- PASSAGE PROVIDED:

Jonny is about to turn eighteen where she will be inducted into the family “curse” – something known as the Forevering where she will be filled with so much empathy and feeling that she will be able to take on the form of other people. Hilde, her guide, lets her know it will hurt – it will be agony. Reeder doesn’t shy away from the burden placed on women by patriarchy. Jonny was already rebellious and dangerous with blood streaming out of her nose from violent punches. After the Furthering she is feral and animal-like. She is ready to strike out and take revenge. Blood soaks her dreams and her waking hours. Hilde dips her fingers into Jonny’s menstrual blood that dripped on a rug and the blood opens a portal to a specifically female place; a portal that Jonny uses to locate the missing girls – the deep red becoming her power.
It is said that youth is wasted on the young. Reeder takes this maxim and makes it literal. Whoever is taking the teen girls is specifically taking them for parts. The adults in the town are obsessed with youth and plastic surgery. The perpetrator (perhaps a little too easy to guess in terms of identity) is a bizarre amalgam of fictional serial killers like Buffalo Bill and real killers like Ed Gein. He’s also deeply pathetic crying out “I’d fuck me, I’d fuck me.”
Jonny along with girlfriend Elecktra, Nancy Drew the hell out of the mystery. Kirk is a locus for all the missing girls – each of them hooked up with him. His dad, the town policeman turned up soon after and then the girls were gone. Elecktra who also hooked up with Kirk says there is something not right about the cop. Again, Reeder is taking rational fears from women that law enforcement will not protect them from predators and making it a specific plot point. There is no-one for the girls of this small town to turn to except to each other.
Reeder’s feminist thesis can be at times wickedly funny, deeply bizarre, wonderfully and violently strange, but for all its otherworldly weirdness it is grounded in the real-life experiences of young women. Perpetrator is a nightmare that young women have over and over. By turning the film into a horror-soaked revenge thriller with Giallo overtones Reeder is crafting a smart and subversive rebuke to patriarchal oppression, not just from men but the crumb maidens who facilitate that oppression through subservience and conforming to objects of male desire.
Angela Carter taught us that there is a wolf in Little Red Riding Hood. Jennifer Reeder teaches us that there is a dark power in young women – their rage. If they turn that rage outwards against the norms that oppress them instead of inwards into self-loathing they are a mighty force. Perpetrator is a unique and substantial investigation into the mysteries of growing up its inherent dangers. Girl power isn’t just a slogan in Perpetrator, it is a ferocious energy that can obliterate those who sought to feed off the fear and perceived vulnerability of young women.

- BRIEF 1: Condense the paragraph of the Perpetrator review that opens "It is said that youth" into a short bulleted list of its main facts.
- BRIEF 2: Update the Perpetrator review from "Angela Carter taught" to "vulnerability of young women.", substituting "fury" for "rage" throughout.

- Dataset items:
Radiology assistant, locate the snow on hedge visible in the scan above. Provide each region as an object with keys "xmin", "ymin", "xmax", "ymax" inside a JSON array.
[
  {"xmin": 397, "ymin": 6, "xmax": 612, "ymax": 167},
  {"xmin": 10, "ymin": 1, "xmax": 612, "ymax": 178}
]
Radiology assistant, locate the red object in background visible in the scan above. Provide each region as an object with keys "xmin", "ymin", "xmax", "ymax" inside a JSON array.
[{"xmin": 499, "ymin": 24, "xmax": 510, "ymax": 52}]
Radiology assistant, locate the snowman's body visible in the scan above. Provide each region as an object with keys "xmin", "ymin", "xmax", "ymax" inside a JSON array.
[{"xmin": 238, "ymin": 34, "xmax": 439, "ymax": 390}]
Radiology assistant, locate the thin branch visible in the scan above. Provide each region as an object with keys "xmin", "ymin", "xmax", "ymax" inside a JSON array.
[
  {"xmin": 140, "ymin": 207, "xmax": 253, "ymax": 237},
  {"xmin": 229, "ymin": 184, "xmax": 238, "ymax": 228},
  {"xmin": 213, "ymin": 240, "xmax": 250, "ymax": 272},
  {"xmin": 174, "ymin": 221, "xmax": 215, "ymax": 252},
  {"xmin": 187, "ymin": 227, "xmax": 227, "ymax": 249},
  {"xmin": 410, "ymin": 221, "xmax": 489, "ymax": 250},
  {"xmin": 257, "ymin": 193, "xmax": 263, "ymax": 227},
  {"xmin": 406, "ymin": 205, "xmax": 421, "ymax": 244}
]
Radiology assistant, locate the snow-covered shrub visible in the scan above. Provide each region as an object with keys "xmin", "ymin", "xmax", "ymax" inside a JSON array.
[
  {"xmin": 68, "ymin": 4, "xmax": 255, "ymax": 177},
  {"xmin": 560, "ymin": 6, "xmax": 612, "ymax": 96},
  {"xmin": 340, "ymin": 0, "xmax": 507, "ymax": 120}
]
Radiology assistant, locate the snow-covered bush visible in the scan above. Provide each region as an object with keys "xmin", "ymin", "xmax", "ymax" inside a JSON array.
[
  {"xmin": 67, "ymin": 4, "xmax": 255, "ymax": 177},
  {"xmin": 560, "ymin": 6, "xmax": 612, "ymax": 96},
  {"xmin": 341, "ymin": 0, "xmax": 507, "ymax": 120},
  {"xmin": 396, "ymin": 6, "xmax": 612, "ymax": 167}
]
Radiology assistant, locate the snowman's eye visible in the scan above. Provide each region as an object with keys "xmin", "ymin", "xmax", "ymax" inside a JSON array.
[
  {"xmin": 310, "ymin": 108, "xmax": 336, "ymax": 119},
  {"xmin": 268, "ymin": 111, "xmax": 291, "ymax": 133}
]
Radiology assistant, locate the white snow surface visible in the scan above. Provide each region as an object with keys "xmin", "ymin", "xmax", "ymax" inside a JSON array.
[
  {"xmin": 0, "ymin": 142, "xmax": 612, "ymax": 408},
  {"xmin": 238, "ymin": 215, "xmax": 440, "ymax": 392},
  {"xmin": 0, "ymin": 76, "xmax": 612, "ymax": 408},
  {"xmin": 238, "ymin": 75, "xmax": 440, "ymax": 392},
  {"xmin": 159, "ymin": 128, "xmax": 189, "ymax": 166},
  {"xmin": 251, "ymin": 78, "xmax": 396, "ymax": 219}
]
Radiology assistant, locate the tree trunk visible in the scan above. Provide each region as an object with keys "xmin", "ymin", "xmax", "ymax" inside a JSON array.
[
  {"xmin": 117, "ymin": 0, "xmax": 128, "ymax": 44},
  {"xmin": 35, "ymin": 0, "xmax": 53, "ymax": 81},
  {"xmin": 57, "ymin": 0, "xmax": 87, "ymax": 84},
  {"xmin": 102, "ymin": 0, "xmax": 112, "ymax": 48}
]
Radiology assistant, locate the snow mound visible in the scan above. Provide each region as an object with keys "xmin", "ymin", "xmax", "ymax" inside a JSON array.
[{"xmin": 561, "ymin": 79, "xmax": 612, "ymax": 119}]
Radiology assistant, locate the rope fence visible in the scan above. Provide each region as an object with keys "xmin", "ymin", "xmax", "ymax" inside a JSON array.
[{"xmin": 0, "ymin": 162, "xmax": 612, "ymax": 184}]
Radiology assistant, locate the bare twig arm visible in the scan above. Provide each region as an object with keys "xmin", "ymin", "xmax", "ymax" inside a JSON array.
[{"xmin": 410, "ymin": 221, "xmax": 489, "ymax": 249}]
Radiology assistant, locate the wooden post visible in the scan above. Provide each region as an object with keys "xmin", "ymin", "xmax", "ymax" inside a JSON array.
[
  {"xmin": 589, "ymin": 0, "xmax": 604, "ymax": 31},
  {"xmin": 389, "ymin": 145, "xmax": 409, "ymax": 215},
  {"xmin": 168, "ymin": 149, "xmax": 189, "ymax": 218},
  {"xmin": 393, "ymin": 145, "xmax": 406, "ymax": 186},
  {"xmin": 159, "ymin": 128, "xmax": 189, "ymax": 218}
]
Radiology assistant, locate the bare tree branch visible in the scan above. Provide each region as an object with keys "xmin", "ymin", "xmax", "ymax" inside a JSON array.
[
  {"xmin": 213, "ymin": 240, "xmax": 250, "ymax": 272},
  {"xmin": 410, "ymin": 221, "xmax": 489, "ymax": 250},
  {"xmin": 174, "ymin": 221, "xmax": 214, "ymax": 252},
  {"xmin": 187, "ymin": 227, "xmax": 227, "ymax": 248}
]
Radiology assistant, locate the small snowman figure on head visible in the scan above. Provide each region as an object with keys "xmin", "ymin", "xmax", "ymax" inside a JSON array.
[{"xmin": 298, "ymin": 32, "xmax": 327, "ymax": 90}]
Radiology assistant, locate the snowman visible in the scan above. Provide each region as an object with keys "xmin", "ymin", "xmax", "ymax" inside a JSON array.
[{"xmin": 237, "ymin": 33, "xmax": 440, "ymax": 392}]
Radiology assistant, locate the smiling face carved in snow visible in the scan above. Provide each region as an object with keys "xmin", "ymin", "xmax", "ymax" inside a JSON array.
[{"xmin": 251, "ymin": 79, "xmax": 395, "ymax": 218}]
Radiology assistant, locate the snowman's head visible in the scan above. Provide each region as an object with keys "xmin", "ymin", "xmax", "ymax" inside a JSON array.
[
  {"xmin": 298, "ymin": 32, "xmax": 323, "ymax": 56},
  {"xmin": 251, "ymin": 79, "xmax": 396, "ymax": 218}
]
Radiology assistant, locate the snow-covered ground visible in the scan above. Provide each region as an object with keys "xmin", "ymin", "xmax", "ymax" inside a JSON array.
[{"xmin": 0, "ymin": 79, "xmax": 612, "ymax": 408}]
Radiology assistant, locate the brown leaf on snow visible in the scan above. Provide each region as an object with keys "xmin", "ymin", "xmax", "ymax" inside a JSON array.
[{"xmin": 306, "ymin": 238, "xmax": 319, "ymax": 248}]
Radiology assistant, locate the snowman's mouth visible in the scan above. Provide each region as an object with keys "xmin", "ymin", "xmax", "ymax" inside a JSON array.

- ANSWER BOX 1:
- Reeder takes the maxim that youth is wasted on the young and makes it literal.
- Whoever is taking the teen girls is taking them for parts.
- The town's adults are obsessed with youth and plastic surgery.
- The perpetrator, whose identity is perhaps a little too easy to guess, is a bizarre amalgam of fictional serial killers like Buffalo Bill and real killers like Ed Gein.
- He is also deeply pathetic, crying out "I'd fuck me, I'd fuck me."

- ANSWER BOX 2:
Angela Carter taught us that there is a wolf in Little Red Riding Hood. Jennifer Reeder teaches us that there is a dark power in young women – their fury. If they turn that fury outwards against the norms that oppress them instead of inwards into self-loathing they are a mighty force. Perpetrator is a unique and substantial investigation into the mysteries of growing up its inherent dangers. Girl power isn’t just a slogan in Perpetrator, it is a ferocious energy that can obliterate those who sought to feed off the fear and perceived vulnerability of young women.